Primary Dysmenorrhea

Original Editor - Priya Gulla

Top Contributors - Priya Gulla and Vidya Acharya;


Primary dysmenorrhea is defined as pain occurring in the lower abdomen before or during menstrual cycle, in the absence of other diseases such as endometriosis. Primary dysmenorrhea is by far the most common gynaecological problem. It is so common that many females fail to report it in medical interview, even when their daily activities are restricted.[1]

Primary dysmenorrhea can be distinguished from secondary dysmenorrhea by number of factors. Second dysmenorrhea may be indicative of:

  1. Dysmenorrhea occurring during first one or two cycles after menarche.
  2. Dysmenorrhea occurring after 25 years.
  3. Late onset of dysmenorrha after a history of painless menstruation (consider complications of pregnancy : ectopic or threatened spontaneous abortion)

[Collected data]
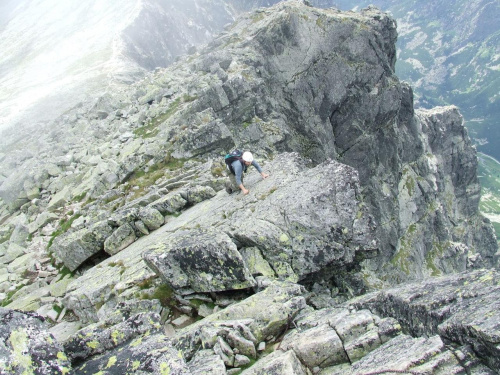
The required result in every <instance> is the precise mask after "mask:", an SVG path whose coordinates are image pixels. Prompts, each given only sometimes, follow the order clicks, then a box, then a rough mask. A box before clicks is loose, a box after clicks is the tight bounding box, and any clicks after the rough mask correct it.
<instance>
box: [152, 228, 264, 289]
mask: <svg viewBox="0 0 500 375" xmlns="http://www.w3.org/2000/svg"><path fill="white" fill-rule="evenodd" d="M143 258H144V260H145V261H146V263H147V264H148V265H149V266H150V267H151V268H152V269H153V270H154V271H155V272H156V273H157V274H158V276H160V277H161V278H162V279H163V280H165V282H167V283H168V284H169V285H171V286H172V287H173V288H174V289H183V288H190V289H192V290H194V291H196V292H216V291H222V290H228V289H244V288H250V287H252V286H254V285H255V280H254V279H253V278H252V277H251V275H250V274H249V272H248V269H247V268H246V267H245V264H244V262H243V259H242V257H241V255H240V253H239V252H238V251H237V249H236V245H235V244H234V243H233V242H232V241H231V239H230V238H229V237H228V236H227V235H225V234H223V233H219V232H217V231H212V230H190V231H182V230H181V231H178V232H175V233H172V234H168V235H167V236H165V237H164V239H163V240H162V241H161V242H157V243H156V244H155V245H154V246H152V247H151V248H150V249H148V250H146V251H145V252H144V254H143Z"/></svg>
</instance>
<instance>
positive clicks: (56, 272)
mask: <svg viewBox="0 0 500 375" xmlns="http://www.w3.org/2000/svg"><path fill="white" fill-rule="evenodd" d="M395 39H396V30H395V22H394V20H393V19H392V18H391V17H389V16H388V15H387V14H384V13H382V12H380V11H378V10H376V9H373V8H369V9H365V10H363V11H362V12H360V13H354V12H345V13H344V12H340V11H336V10H319V9H316V8H313V7H310V6H307V5H305V4H304V3H303V2H300V1H290V2H286V3H281V4H278V5H276V6H274V7H271V8H269V9H260V10H258V11H256V12H254V13H252V14H250V15H248V16H245V17H242V18H241V19H240V20H239V21H238V22H237V23H236V24H234V25H232V26H231V27H228V28H227V30H226V32H225V33H223V34H222V35H220V36H219V37H217V38H216V39H215V40H214V41H213V42H212V43H211V44H210V45H208V46H207V47H205V48H203V49H200V50H199V51H198V52H196V53H193V54H192V55H191V56H189V57H186V58H185V59H182V60H180V61H178V62H177V63H175V64H173V65H172V66H171V67H169V68H167V69H160V70H158V71H156V72H155V73H154V74H150V75H147V76H146V78H145V79H144V80H142V81H141V82H138V83H136V84H134V85H132V86H131V87H130V88H128V89H122V90H117V91H116V92H114V93H113V95H108V96H106V97H103V98H101V99H100V100H99V101H97V102H96V103H89V104H88V105H85V106H82V107H80V108H78V109H77V110H75V111H72V112H69V113H67V114H66V115H65V116H62V117H61V118H59V119H57V121H54V123H52V124H50V126H49V128H50V129H52V130H51V131H50V132H47V133H46V134H43V135H41V136H38V135H37V136H32V138H28V139H26V140H25V142H26V143H30V144H32V145H33V147H31V150H32V153H31V154H26V153H22V152H20V151H17V152H15V151H13V152H11V153H9V154H6V155H4V156H3V166H5V167H3V169H2V173H4V176H5V177H4V181H3V182H2V184H1V186H0V196H1V197H2V201H1V206H0V215H1V216H0V223H1V225H2V227H1V232H0V235H1V237H0V238H1V241H2V242H1V243H0V245H1V246H0V250H1V251H2V254H3V255H2V258H1V264H2V265H3V267H1V269H2V274H1V276H0V277H2V279H1V280H4V281H2V283H1V284H0V287H1V288H2V289H1V292H0V293H4V295H1V296H0V297H2V300H3V304H4V305H7V309H1V310H0V316H1V319H2V321H3V322H4V323H5V324H4V325H3V326H2V327H4V328H3V329H2V330H1V331H0V334H1V335H2V337H3V338H4V340H2V343H5V344H4V346H0V349H1V350H3V352H5V353H6V358H8V359H7V362H5V364H4V363H1V362H0V366H5V368H6V369H7V370H16V371H17V370H19V371H20V372H22V371H29V370H32V369H33V368H34V367H36V366H39V367H40V368H42V367H43V368H44V369H47V368H49V369H58V370H59V371H60V372H61V373H63V372H67V371H68V369H69V366H71V367H72V368H73V370H74V371H75V372H76V373H85V372H86V371H89V372H94V373H96V372H99V371H102V372H106V371H107V372H111V373H113V372H116V373H123V372H132V373H134V372H135V373H161V372H162V371H163V372H167V371H168V372H170V373H171V374H172V373H174V374H190V373H193V374H200V373H203V374H208V373H214V374H215V373H216V374H224V373H231V374H233V373H236V372H238V371H240V370H242V368H243V366H249V367H248V368H247V369H246V370H244V371H245V372H244V373H246V374H264V373H270V372H271V369H274V370H273V371H278V372H277V373H279V374H283V375H284V374H310V373H320V372H323V373H324V374H332V373H334V374H335V373H338V374H341V373H353V374H363V373H366V372H370V371H371V372H377V371H378V372H380V371H383V370H387V371H392V370H397V371H427V372H429V373H432V374H438V373H443V372H447V373H463V372H471V373H474V372H476V371H477V372H478V373H484V374H492V373H495V371H496V366H497V364H498V360H497V359H496V358H498V348H497V343H498V324H497V322H498V306H497V305H498V298H497V296H498V285H497V284H498V283H497V282H496V279H497V277H498V272H497V271H495V270H491V269H490V270H484V269H478V268H481V267H488V268H492V267H497V265H498V264H497V258H496V257H495V255H496V254H495V253H496V251H497V249H498V247H497V244H496V240H495V237H494V235H493V231H492V227H491V225H490V224H489V222H488V221H487V220H486V219H484V218H482V217H481V216H480V215H479V213H478V204H479V184H478V181H477V157H476V153H475V149H474V148H473V147H472V145H471V141H470V139H469V138H468V135H467V131H466V130H465V127H464V124H463V119H462V117H461V116H460V114H459V112H458V111H457V109H456V108H454V107H440V108H435V109H432V110H420V111H414V110H413V97H412V90H411V88H410V87H409V86H408V85H407V84H404V83H401V82H400V81H399V79H398V78H397V77H396V75H395V74H394V64H395V55H396V48H395ZM234 147H240V148H244V149H251V150H252V151H253V152H254V154H255V156H256V158H257V159H258V160H259V162H261V164H262V165H263V167H264V168H265V170H267V171H268V172H269V174H270V177H269V178H267V179H264V180H261V177H260V175H259V174H257V173H252V172H250V173H248V175H247V176H246V179H245V183H246V184H247V187H249V189H250V194H249V195H242V194H232V195H228V194H227V193H226V192H225V191H224V189H223V186H224V182H225V179H226V178H227V177H225V176H224V174H225V173H224V171H223V168H224V167H223V162H222V157H223V155H224V154H225V153H226V152H227V151H229V150H230V149H232V148H234ZM59 219H63V220H61V221H60V222H59V223H57V220H59ZM56 229H57V230H56ZM45 245H46V246H47V248H48V249H49V251H48V252H49V253H47V251H46V248H45ZM50 257H52V258H53V259H54V260H56V261H57V263H61V264H63V265H65V267H66V268H67V270H66V271H70V272H68V273H70V275H69V276H65V274H64V272H63V270H61V271H59V272H58V271H57V270H56V269H55V268H54V267H52V266H49V264H48V263H49V262H50ZM462 271H467V272H465V273H462V274H458V273H459V272H462ZM5 275H6V276H5ZM445 275H449V276H445ZM431 276H442V277H440V278H437V279H430V277H431ZM410 280H414V281H419V282H416V283H414V284H412V285H410V286H403V287H397V286H396V285H397V284H398V283H399V282H402V281H405V282H407V281H410ZM387 286H394V288H393V289H391V290H382V291H380V292H375V294H370V295H366V296H362V297H360V298H359V299H356V300H351V301H349V299H350V298H352V297H353V296H356V295H362V294H364V293H366V292H367V291H374V290H375V289H383V288H384V287H387ZM385 301H390V302H391V304H388V303H385ZM428 301H431V302H432V303H430V306H427V302H428ZM54 305H56V306H57V307H53V306H54ZM386 305H387V308H386V309H384V308H383V307H384V306H386ZM426 307H428V308H426ZM12 309H21V310H25V311H37V312H38V313H39V314H43V315H44V316H46V317H48V318H49V319H51V320H53V321H57V320H62V319H63V317H64V316H65V314H68V315H69V316H70V317H71V318H72V320H77V322H66V323H61V324H57V325H55V326H54V327H52V328H51V332H53V334H54V335H55V336H56V338H57V340H60V341H61V342H63V343H64V347H63V350H61V348H60V345H59V343H58V342H57V341H53V342H51V341H50V340H49V341H47V340H42V341H43V345H46V346H47V347H45V346H42V343H41V342H40V340H39V338H44V337H46V336H47V335H46V332H45V331H44V330H45V328H44V327H42V326H41V325H40V324H39V322H38V318H37V317H34V318H35V319H31V318H33V317H31V318H30V314H21V313H17V312H15V311H14V310H12ZM367 309H370V311H369V310H367ZM473 309H479V310H480V311H481V316H480V317H479V318H477V319H475V317H474V316H471V315H472V314H471V311H473ZM61 310H62V311H61ZM407 311H417V312H419V314H418V316H417V318H418V319H409V318H408V316H409V315H412V314H409V315H408V314H406V312H407ZM376 314H379V315H380V316H377V315H376ZM381 316H382V317H381ZM202 317H204V319H201V320H200V321H199V322H195V320H196V319H197V318H202ZM23 319H25V320H26V324H24V325H23V321H24V320H23ZM70 324H71V325H70ZM294 324H295V325H296V326H297V329H296V330H293V332H288V331H290V329H291V328H292V327H293V326H294ZM68 325H70V327H71V328H68ZM82 325H84V327H83V329H82V330H80V331H77V330H78V329H79V328H81V326H82ZM23 327H24V328H23ZM402 327H403V328H402ZM403 330H405V331H406V330H408V332H412V333H414V334H415V335H416V336H420V335H422V337H410V336H407V335H404V334H403ZM68 331H69V332H68ZM37 332H40V335H37ZM287 332H288V333H289V334H288V335H286V337H284V335H285V333H287ZM325 345H326V346H325ZM41 347H43V348H45V349H44V350H43V352H44V353H47V355H46V356H45V357H44V358H40V356H38V357H37V355H38V353H39V352H40V351H37V348H41ZM325 347H326V348H327V349H328V350H327V351H324V348H325ZM19 348H24V349H23V352H22V358H23V361H22V362H20V361H19V360H18V358H19V356H18V353H19ZM265 348H267V349H268V352H264V349H265ZM32 349H33V350H32ZM270 352H272V353H271V354H269V353H270ZM179 353H180V355H179ZM267 354H269V355H267ZM401 358H404V361H401ZM32 359H36V360H34V361H32ZM251 359H255V360H257V363H256V364H255V365H254V366H251V364H252V361H251ZM388 365H390V366H389V368H388V367H387V366H388ZM44 366H45V367H44ZM37 368H38V367H37ZM238 369H239V370H238Z"/></svg>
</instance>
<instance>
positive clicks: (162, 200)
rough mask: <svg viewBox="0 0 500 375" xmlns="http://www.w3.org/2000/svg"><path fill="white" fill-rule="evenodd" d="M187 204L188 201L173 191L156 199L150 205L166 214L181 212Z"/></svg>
mask: <svg viewBox="0 0 500 375" xmlns="http://www.w3.org/2000/svg"><path fill="white" fill-rule="evenodd" d="M186 204H187V201H186V200H185V199H184V198H182V196H181V195H180V194H179V193H177V192H173V193H169V194H167V195H166V196H164V197H161V198H160V199H158V200H156V201H154V202H153V203H151V204H150V205H149V206H150V207H151V208H154V209H155V210H157V211H159V212H160V213H161V214H162V215H164V216H165V215H168V214H174V213H176V212H179V211H180V210H181V209H182V208H183V207H184V206H185V205H186Z"/></svg>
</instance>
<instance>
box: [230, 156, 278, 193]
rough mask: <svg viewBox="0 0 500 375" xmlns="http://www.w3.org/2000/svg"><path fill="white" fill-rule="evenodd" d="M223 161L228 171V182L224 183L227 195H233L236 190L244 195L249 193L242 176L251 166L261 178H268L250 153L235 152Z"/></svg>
mask: <svg viewBox="0 0 500 375" xmlns="http://www.w3.org/2000/svg"><path fill="white" fill-rule="evenodd" d="M225 161H226V165H227V166H228V169H229V181H227V182H226V191H227V192H228V194H231V193H233V192H234V191H236V190H237V189H240V190H241V191H242V192H243V194H244V195H247V194H248V193H249V191H248V189H247V188H245V186H244V185H243V174H244V173H245V172H246V170H247V168H248V166H250V165H253V166H254V167H255V168H256V169H257V171H259V173H260V175H261V176H262V178H268V177H269V175H268V174H267V173H264V172H262V168H261V167H260V165H259V163H257V162H256V161H255V160H254V159H253V155H252V153H251V152H248V151H246V152H243V153H241V152H240V151H239V150H235V151H233V152H231V153H230V154H228V155H226V159H225Z"/></svg>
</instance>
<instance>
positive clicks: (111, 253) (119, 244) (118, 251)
mask: <svg viewBox="0 0 500 375" xmlns="http://www.w3.org/2000/svg"><path fill="white" fill-rule="evenodd" d="M136 239H137V236H136V235H135V231H134V228H132V226H131V225H130V224H127V223H125V224H123V225H122V226H120V227H118V228H117V229H116V230H115V231H114V232H113V233H111V235H110V236H109V237H108V238H106V240H105V241H104V251H105V252H107V253H108V254H109V255H114V254H116V253H118V252H120V251H121V250H123V249H124V248H126V247H127V246H129V245H130V244H131V243H133V242H134V241H135V240H136Z"/></svg>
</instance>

[The problem] Reproduce the primary dysmenorrhea text starting at "Top Contributors - Priya" and ending at "after 25 years.", substituting "clinical consultation" for "medical interview".

[Written answer]
Top Contributors - Priya Gulla and Vidya Acharya;


Primary dysmenorrhea is defined as pain occurring in the lower abdomen before or during menstrual cycle, in the absence of other diseases such as endometriosis. Primary dysmenorrhea is by far the most common gynaecological problem. It is so common that many females fail to report it in clinical consultation, even when their daily activities are restricted.[1]

Primary dysmenorrhea can be distinguished from secondary dysmenorrhea by number of factors. Second dysmenorrhea may be indicative of:

  1. Dysmenorrhea occurring during first one or two cycles after menarche.
  2. Dysmenorrhea occurring after 25 years.